> _The exercise_
Copy everything from the line containing "Can you see the street" down to the line containing "column 953, row 854", including both of those lines, without changing a character.

> _Entries supplied_
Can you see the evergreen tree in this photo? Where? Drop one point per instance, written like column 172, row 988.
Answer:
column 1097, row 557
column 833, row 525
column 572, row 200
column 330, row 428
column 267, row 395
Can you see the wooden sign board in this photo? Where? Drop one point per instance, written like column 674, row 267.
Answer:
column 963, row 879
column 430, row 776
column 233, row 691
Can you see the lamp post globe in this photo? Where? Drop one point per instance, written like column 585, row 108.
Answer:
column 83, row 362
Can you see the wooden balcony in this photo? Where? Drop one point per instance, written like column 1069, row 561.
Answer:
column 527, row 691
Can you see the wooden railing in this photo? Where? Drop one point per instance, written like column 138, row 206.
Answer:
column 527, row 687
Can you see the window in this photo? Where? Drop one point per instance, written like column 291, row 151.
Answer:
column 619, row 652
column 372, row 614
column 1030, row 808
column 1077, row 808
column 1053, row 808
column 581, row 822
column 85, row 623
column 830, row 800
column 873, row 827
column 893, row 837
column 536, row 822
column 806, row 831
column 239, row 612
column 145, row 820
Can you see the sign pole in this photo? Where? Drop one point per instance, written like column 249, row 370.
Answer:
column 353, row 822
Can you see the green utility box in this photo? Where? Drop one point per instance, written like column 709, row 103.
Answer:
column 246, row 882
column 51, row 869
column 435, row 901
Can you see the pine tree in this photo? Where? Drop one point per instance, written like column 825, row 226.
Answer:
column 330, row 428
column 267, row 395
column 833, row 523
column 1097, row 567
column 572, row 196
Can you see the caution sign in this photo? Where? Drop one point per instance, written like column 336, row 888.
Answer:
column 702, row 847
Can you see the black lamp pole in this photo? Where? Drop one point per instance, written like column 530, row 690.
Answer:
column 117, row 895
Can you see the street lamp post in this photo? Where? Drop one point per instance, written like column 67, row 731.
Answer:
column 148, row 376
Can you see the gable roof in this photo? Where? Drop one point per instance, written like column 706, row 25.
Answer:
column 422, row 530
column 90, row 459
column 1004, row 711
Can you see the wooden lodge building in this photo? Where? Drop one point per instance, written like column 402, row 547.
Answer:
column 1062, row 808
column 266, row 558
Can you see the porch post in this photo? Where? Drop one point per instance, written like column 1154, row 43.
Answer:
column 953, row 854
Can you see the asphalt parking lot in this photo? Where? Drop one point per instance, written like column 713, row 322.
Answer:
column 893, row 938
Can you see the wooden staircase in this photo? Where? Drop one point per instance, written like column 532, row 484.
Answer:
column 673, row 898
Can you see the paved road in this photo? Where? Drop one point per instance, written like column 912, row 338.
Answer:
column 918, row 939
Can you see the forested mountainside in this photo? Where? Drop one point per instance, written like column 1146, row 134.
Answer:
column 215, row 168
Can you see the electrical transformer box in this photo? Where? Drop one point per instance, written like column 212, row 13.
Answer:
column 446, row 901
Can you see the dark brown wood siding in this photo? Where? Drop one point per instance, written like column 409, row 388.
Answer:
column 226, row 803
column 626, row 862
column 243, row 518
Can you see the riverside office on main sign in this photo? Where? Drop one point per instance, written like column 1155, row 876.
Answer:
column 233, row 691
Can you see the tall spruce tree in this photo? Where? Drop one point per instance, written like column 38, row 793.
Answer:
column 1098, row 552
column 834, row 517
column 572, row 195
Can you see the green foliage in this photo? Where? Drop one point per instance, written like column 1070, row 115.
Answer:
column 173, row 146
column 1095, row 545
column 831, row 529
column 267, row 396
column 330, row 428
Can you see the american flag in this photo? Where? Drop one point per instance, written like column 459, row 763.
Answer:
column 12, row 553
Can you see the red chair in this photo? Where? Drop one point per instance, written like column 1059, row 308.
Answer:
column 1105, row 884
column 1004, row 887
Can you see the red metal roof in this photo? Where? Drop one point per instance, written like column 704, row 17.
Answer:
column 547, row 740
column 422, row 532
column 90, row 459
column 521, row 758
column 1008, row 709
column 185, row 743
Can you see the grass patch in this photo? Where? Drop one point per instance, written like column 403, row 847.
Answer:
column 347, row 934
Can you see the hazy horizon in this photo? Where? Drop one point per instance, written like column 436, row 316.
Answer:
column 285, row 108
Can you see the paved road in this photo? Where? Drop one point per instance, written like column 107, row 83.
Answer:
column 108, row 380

> _Correct answer_
Can you see the street lamp post in this photo? Where? Drop one point per instance, written like column 67, row 731.
Answer:
column 148, row 376
Can you see the gable roof in this photo? Where? Drop one point per instance, written like column 706, row 25.
Answer:
column 422, row 530
column 90, row 459
column 1004, row 711
Can you see the wooden lodge building in this photo? Where? Drop one point per instance, written like column 402, row 547.
Answer:
column 1062, row 808
column 266, row 558
Can you see the porch post in this photo? Where? Drop one point per instance, written like column 1154, row 43.
Answer:
column 953, row 854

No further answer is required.